• What needs to be done:
Which of the lines below contain the string "rocky"? Copy each one.
─── Task material
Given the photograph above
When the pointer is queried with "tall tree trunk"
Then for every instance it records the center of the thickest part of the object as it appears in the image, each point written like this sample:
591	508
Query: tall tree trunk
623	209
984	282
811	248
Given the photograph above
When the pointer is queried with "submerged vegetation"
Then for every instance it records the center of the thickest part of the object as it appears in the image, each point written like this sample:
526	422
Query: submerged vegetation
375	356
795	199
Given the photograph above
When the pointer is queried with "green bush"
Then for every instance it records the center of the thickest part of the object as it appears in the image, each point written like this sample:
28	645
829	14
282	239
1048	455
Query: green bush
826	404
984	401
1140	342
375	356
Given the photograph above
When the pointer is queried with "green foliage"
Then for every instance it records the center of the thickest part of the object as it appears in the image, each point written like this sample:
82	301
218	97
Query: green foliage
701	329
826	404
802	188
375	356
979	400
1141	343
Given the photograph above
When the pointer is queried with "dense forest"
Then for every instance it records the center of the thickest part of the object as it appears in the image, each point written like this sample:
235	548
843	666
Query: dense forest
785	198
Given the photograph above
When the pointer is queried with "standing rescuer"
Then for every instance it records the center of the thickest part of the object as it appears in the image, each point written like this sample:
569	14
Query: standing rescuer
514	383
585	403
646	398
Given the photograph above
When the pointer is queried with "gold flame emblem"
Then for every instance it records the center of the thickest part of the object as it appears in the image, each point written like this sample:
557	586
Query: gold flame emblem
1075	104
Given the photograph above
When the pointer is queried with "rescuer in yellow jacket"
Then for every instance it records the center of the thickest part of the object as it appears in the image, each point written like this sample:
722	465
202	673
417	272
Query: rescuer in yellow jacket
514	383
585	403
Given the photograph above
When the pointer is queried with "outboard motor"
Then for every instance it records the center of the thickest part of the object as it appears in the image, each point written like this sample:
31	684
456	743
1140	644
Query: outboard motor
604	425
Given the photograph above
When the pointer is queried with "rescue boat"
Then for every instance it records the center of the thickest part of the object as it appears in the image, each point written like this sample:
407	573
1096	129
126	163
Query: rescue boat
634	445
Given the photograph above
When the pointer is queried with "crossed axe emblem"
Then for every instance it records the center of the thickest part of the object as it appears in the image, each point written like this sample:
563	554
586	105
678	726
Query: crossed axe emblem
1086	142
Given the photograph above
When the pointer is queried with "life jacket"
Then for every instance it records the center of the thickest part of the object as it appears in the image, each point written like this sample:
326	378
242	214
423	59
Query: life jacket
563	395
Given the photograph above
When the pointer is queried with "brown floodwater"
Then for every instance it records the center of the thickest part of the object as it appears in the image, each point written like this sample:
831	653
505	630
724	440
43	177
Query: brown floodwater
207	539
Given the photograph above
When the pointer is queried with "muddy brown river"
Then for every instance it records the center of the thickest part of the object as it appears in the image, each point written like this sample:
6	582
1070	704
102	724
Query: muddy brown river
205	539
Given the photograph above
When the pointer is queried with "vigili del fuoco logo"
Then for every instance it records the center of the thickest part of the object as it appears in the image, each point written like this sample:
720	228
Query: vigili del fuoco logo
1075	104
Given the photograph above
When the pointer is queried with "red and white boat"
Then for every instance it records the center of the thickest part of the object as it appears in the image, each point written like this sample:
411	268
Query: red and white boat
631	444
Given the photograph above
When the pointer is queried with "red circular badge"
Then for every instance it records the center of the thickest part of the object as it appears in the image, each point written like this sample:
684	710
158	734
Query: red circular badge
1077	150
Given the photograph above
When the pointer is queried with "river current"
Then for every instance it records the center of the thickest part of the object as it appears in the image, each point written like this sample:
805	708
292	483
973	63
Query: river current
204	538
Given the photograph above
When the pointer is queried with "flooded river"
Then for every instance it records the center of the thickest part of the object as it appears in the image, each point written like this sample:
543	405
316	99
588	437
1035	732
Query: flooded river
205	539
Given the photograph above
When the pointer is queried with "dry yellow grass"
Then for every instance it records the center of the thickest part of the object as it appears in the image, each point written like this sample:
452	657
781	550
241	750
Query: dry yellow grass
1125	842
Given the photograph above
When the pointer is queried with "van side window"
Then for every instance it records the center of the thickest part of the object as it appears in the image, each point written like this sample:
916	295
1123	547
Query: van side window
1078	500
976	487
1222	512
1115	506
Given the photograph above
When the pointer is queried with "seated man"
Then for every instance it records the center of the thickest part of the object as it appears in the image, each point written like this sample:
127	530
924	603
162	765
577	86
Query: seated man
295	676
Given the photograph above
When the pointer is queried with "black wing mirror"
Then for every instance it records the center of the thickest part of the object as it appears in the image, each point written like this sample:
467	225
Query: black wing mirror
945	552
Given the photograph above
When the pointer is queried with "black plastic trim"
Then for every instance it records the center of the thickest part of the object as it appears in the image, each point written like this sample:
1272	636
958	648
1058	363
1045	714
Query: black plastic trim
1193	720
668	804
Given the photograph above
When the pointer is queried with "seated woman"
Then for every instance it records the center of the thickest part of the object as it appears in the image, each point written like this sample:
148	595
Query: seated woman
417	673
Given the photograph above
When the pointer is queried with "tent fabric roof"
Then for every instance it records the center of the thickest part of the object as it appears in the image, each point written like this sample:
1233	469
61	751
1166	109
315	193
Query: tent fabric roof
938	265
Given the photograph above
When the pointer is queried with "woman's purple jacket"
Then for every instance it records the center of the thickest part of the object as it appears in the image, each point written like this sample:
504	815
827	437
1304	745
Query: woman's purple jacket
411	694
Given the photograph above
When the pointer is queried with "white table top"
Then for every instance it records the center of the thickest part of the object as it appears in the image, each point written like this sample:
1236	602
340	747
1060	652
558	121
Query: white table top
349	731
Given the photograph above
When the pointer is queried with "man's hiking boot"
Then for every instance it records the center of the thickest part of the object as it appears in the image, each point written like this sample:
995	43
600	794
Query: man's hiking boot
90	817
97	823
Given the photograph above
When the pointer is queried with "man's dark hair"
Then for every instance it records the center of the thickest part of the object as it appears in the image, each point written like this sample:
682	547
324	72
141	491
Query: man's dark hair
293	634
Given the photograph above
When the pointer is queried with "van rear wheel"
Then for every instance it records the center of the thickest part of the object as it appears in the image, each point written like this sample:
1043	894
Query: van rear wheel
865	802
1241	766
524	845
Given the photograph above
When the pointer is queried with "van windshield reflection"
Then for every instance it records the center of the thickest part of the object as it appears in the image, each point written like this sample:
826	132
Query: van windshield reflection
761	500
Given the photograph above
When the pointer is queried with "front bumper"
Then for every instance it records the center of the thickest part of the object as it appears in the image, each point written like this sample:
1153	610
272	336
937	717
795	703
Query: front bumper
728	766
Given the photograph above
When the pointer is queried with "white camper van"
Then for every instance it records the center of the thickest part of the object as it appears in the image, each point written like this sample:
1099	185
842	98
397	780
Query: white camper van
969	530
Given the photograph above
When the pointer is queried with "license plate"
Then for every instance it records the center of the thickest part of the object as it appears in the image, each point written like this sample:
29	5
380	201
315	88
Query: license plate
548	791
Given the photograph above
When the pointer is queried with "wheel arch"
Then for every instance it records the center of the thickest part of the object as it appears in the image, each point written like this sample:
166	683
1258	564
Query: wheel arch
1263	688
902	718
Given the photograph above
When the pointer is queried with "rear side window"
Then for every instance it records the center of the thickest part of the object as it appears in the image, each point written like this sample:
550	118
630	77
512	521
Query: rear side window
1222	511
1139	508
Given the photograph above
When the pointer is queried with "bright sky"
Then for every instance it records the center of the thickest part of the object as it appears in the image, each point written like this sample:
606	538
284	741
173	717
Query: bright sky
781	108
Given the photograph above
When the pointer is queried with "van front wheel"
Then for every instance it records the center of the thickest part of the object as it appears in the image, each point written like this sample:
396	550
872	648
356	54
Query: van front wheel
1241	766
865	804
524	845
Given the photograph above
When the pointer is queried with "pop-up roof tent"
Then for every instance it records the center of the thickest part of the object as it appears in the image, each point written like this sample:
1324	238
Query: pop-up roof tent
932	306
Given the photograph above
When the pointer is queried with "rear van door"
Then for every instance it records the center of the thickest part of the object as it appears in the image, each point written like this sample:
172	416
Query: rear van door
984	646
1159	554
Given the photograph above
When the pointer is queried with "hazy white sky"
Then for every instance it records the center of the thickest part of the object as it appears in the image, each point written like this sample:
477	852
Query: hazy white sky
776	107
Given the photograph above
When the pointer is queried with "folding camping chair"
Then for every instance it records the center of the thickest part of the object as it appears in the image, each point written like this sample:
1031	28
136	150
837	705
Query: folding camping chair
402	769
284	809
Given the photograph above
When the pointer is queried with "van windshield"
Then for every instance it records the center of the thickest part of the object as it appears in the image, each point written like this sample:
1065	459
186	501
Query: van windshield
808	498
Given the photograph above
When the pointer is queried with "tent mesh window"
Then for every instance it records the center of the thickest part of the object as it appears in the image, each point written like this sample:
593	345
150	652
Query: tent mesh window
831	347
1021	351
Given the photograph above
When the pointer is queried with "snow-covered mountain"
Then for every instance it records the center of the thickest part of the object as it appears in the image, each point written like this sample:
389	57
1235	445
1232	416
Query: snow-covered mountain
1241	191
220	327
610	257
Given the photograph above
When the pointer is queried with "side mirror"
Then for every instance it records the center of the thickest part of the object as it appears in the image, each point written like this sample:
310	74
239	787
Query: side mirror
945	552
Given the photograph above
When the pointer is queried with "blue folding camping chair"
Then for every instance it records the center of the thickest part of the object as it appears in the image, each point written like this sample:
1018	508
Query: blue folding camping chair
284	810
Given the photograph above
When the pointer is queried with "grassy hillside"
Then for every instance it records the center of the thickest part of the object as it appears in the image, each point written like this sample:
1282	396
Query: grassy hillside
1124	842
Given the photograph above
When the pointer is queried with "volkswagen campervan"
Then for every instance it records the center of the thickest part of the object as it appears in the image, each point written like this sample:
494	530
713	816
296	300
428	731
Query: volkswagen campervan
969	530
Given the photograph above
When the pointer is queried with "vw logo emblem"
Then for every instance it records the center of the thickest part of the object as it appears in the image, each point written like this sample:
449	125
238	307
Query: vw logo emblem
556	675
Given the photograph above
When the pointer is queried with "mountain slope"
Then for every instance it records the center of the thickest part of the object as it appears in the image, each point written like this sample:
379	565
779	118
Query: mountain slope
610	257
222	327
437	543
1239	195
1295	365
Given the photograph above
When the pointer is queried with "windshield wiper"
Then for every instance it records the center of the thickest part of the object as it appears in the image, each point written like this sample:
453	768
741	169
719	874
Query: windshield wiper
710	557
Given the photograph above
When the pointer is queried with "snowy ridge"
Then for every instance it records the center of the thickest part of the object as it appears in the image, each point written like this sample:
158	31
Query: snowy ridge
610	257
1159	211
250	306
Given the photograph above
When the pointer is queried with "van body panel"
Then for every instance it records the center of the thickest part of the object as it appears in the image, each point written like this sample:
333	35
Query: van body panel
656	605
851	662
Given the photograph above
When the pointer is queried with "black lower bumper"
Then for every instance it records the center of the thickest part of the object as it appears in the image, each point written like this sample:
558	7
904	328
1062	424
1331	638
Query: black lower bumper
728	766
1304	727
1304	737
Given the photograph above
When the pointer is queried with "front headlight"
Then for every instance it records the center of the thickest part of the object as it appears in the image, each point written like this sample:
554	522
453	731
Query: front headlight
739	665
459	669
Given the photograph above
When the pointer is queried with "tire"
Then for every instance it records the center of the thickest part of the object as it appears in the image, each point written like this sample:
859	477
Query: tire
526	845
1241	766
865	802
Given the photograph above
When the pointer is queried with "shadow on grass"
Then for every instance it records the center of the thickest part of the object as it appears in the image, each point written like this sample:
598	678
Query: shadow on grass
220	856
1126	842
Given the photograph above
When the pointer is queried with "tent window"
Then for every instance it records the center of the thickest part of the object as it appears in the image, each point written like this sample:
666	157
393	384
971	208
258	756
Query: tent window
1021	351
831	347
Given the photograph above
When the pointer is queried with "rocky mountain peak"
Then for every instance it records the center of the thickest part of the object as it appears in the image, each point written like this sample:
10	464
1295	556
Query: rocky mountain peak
──────
• Answer section:
When the pointer is queried with "rocky mountain peak"
Query: rocky mountain peak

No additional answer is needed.